Activity
From the data below, copy out every line in which the word "emitted" occurs.

Dataset entries:

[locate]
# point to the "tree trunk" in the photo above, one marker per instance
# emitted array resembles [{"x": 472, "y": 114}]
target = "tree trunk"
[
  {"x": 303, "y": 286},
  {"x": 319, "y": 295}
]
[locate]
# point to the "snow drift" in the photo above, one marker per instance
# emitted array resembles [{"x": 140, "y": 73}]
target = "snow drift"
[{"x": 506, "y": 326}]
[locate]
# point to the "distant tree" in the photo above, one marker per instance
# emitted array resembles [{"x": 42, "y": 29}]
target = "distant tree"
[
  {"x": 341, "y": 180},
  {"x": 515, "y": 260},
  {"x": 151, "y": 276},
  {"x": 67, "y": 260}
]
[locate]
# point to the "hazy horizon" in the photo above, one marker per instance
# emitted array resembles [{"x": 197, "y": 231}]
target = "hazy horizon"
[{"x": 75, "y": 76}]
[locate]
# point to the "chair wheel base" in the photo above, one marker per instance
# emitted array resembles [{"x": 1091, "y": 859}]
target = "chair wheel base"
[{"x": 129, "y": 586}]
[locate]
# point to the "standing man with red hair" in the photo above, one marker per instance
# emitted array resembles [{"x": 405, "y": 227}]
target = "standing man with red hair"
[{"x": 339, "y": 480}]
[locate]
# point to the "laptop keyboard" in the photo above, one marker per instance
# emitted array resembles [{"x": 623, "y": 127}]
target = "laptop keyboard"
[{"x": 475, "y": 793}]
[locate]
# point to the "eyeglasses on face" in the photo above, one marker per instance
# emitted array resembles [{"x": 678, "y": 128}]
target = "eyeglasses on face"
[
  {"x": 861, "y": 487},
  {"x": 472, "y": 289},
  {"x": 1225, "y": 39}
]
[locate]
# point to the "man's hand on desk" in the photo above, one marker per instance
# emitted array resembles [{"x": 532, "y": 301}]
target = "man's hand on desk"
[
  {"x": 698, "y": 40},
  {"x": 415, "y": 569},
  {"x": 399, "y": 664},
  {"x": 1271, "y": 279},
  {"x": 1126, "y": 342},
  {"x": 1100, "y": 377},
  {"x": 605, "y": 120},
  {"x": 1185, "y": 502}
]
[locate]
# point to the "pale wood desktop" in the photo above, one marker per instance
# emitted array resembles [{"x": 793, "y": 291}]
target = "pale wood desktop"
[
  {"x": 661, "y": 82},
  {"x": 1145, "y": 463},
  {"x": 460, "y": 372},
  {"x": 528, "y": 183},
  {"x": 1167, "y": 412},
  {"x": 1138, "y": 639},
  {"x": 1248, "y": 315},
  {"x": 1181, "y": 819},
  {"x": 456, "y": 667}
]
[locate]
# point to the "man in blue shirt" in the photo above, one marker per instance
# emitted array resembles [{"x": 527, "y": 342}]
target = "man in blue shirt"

Exercise response
# emitted array resembles [{"x": 472, "y": 114}]
# emitted array resembles [{"x": 140, "y": 73}]
# emitted array resembles [{"x": 42, "y": 29}]
# emitted array resembles [{"x": 197, "y": 231}]
# emitted array resembles [{"x": 1091, "y": 859}]
# emitted array resembles [{"x": 405, "y": 227}]
# emitted array resembles [{"x": 623, "y": 127}]
# emitted array resembles [{"x": 678, "y": 128}]
# emitted array resembles [{"x": 532, "y": 301}]
# emitted array resembles [{"x": 793, "y": 291}]
# emitted array resembles [{"x": 527, "y": 342}]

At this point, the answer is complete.